**INPUT:**
Begin

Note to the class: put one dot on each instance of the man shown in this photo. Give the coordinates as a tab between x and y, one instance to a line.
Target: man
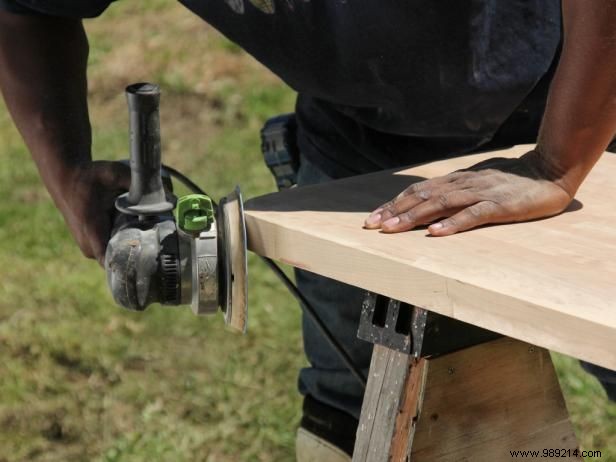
381	84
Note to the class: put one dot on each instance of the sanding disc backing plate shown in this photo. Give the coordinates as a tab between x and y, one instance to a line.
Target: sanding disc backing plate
235	268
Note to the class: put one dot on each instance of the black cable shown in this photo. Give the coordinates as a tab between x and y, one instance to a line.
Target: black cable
312	314
292	288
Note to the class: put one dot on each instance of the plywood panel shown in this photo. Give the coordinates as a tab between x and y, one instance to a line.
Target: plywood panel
483	402
549	282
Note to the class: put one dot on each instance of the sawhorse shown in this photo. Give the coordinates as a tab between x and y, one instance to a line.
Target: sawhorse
440	390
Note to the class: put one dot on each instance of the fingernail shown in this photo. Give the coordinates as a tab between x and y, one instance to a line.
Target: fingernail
373	219
391	222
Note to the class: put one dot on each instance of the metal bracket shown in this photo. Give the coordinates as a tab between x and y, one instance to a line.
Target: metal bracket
413	330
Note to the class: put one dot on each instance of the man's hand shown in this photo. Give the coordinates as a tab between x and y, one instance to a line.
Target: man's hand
87	200
494	191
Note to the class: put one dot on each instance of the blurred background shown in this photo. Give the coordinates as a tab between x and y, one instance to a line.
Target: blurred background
83	380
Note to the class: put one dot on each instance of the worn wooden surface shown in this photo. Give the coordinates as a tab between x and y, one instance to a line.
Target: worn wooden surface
549	282
482	402
382	400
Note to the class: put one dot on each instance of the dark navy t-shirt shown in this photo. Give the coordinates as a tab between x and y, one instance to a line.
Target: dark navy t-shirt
384	83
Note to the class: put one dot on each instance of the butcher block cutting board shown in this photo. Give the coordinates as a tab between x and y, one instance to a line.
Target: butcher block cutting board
549	282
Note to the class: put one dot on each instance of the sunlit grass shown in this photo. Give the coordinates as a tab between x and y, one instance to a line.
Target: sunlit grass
81	379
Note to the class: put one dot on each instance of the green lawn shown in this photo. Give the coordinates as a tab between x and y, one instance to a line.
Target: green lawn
83	380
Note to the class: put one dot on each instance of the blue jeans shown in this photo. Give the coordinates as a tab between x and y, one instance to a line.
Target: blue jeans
338	304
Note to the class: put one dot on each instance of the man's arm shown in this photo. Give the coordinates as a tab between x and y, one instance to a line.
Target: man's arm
43	80
578	124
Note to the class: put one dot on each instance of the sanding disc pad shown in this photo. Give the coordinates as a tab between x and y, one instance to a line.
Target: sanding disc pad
234	300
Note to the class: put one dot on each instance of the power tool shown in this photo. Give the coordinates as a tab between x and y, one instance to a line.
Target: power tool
169	250
188	250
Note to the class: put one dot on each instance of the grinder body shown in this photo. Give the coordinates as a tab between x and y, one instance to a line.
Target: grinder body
196	256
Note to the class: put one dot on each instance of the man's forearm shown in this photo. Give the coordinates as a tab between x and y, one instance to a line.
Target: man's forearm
580	117
43	80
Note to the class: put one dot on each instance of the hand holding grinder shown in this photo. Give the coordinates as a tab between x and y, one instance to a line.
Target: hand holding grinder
173	251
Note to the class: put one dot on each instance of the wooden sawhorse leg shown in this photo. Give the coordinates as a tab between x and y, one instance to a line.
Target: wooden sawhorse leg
476	404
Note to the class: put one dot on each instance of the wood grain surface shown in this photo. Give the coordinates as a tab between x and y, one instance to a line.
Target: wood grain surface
549	282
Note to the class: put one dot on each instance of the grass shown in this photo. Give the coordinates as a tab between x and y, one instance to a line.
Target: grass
82	380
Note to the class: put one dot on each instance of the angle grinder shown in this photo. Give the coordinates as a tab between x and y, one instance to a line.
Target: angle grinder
169	250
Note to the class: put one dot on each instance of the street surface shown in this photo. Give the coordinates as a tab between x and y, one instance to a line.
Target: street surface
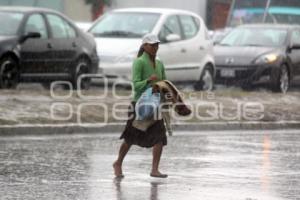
201	166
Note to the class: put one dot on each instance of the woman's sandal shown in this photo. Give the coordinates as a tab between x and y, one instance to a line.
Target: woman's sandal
159	175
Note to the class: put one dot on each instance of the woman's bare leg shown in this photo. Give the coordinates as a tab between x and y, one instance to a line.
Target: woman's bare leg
157	151
118	163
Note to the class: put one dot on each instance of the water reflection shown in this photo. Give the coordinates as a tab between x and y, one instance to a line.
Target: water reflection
121	195
265	178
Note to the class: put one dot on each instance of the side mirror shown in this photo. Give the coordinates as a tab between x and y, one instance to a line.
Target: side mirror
29	35
173	38
295	46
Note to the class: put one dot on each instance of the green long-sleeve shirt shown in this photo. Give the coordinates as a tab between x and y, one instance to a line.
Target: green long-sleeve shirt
142	70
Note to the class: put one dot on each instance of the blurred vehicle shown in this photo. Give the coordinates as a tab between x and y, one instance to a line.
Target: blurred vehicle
252	53
185	48
84	26
43	45
219	34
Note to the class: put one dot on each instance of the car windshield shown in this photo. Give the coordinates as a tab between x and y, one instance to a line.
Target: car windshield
125	25
10	22
255	37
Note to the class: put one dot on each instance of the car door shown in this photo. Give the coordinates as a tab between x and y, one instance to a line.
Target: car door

End

Copy out all of the records above word for word, but leave the pictures out.

Note to the class: put one dot on each instance of the man shown in this photo. Give the coordinates as a tab between x and y, one instance to a line.
Target: man
381	84
Note to the class: put one dot on each instance of the sanding disc backing plate shown in this photo. Give the coordinates as a tab between x and y, one instance to a line.
Target: sanding disc backing plate
235	268
Note to the class: put one dot on each instance of the black cable shown in this photo. Give the coordinates as a tab between x and y, one instance to a line.
Target: black cable
312	314
292	288
Note to the class: put one dot on each instance of the plywood panel shown in this photo. Give the coordinates as a tab between x and y, one instance to a line.
Target: plywood panel
483	402
549	282
Note to the class: put one dot on each instance of the sawhorse shown in this photo. Give the coordinates as a tab between x and y, one instance to a line.
Target: sawhorse
440	390
Note to the class: put one dot on each instance of the fingernail shown in this photo. Give the coordinates as a tab between x and y, one instance to a line.
Target: fingernail
373	219
391	222
Note to the class: put one dot on each instance of the metal bracket shown in this photo. Give the coordinates as a tab between x and y, one instance to a line.
Target: metal bracket
413	330
Note to the class: put one dot on each instance of the man's hand shown in this photo. Give the coordinates as a tab between x and y, one instance to a line.
Target: man's hand
87	200
494	191
Note to the class: put one dot on each instance of the blurred background shown in this photo. Give the coordinates as a tab between x and y, one instance to a line.
Target: blurred background
83	380
Note to the class: put one dot on each instance of the worn wooden surface shown in this photo. Give the coordinates as a tab between x and y, one instance to a line.
Target: worn wooden surface
549	282
482	402
382	400
Note to the class: put one dot on each instance of the dark navy t-shirt shown in this photo. Give the coordinates as a tab between x and y, one instance to a line.
Target: dark navy t-shirt
384	83
Note to the class: put one dot on each instance of the butcher block cutting board shown in this photo. Give the coordinates as a tab between x and y, one instance to a line.
Target: butcher block cutting board
549	282
Note to the class: put one dot on each instance of the sunlit grass shown in this photo. Give the coordinates as a tab between x and y, one instance to a line.
Target: sunlit grass
81	379
Note to the class: put one dot on each instance of the green lawn shown in this photo. Give the coordinates as a tab between x and y, one instance to a line.
Target: green lawn
83	380
Note to the class: put one dot on each instance of the blue jeans shown in this photo. Give the coordinates as a tab between x and y, one instance to a line.
Target: blue jeans
338	304
Note to the class: put one dot on each instance of the man's arm shown in this photo. Give the coordinates as a tab between x and y, one instance to a line.
Target: man's arm
43	80
578	124
Note to the class: put one dot on each instance of the sanding disc pad shown in this photo. Give the coordinates as a tab between x and y, one instance to a line.
Target: sanding disc pad
234	300
Note to the class: put one dot on each instance of the power tool shown in this photo. Give the coordinates as a tab between x and y, one instance to a line.
Target: power tool
169	250
188	250
Note to the class: put one dot on each instance of the grinder body shown in this photo. Give the coordinates as a tab between x and y, one instance to a line.
Target: grinder body
196	256
Note to the class: put one dot on each instance of the man's forearm shown in this photo. Give the coordinates as a tab between x and y, one instance to a line.
Target: man's forearm
580	117
43	80
Note to the class: put one dot on each instance of the hand holding grinder shown in this photo. Give the coordinates as a tab between x and y, one instance to a line.
Target: hand holding grinder
173	251
Note to the class: put one dot on each instance of the wooden sawhorse leg shown in this photo. Give the coordinates as a tab between x and y, one instance to a line.
Target: wooden sawhorse leg
476	404
Note to the class: put one dot on each instance of the wood grain surface shown in this photo. Give the coordinates as a tab between x and y, one instance to a line.
Target: wood grain surface
549	282
Note to the class: put one dot on each instance of the grass shown in this photo. Give the coordinates as a tab between x and y, one instance to a line.
Target: grass
82	380
Note to the class: put one dot on each instance of the angle grinder shown in this photo. Give the coordinates as a tab between x and y, one instance to a line.
Target: angle grinder
169	250
Note to the class: put one dot on each instance of the street surface shown in this photo. Give the coordinates as a tab between x and y, one instance to a line.
Target: street surface
201	166
Note to the class: put one dot on each instance of the woman's sandal shown in this photo. Give the coordinates as a tab between x and y, one instance to a line.
Target: woman's sandal
159	175
Note to the class: put one dot on each instance of the woman's bare leg shown in this photo. Give the coordinates as a tab between x and y, one instance to a line.
Target: woman's bare leg
157	151
118	163
Note to the class: put one dot on each instance of the water reflection shown in this photo. Give the coordinates as a tab between x and y, one instance to a line.
Target: water reflection
121	195
265	178
Note to the class: put one dot on each instance of the side mirror shown in this photo. Give the coordinates as a tab between x and y, one instance to a line.
Target: side mirror
29	35
173	38
295	46
Note to the class: put one dot on each instance of the green long-sleeve shirt shown in this photo. Give the coordinates as a tab between x and y, one instance to a line.
Target: green long-sleeve shirt
142	70
Note to the class: put one dot on each instance of the blurred vehicle shown in this photo. Give the coordinates as a tab between x and y, one instance to a line.
Target: blurred vehicle
252	53
185	48
84	26
43	45
219	34
Note to the class: put one dot on each instance of the car windshield shown in this photo. Give the coordinates as a tab between x and y, one instance to a line.
Target: car windshield
125	25
10	22
255	37
Note to the class: put one dot on each instance of the car door shown in this photo. Give the coordinates as a tab between x and y, one instance to a line.
Target: car door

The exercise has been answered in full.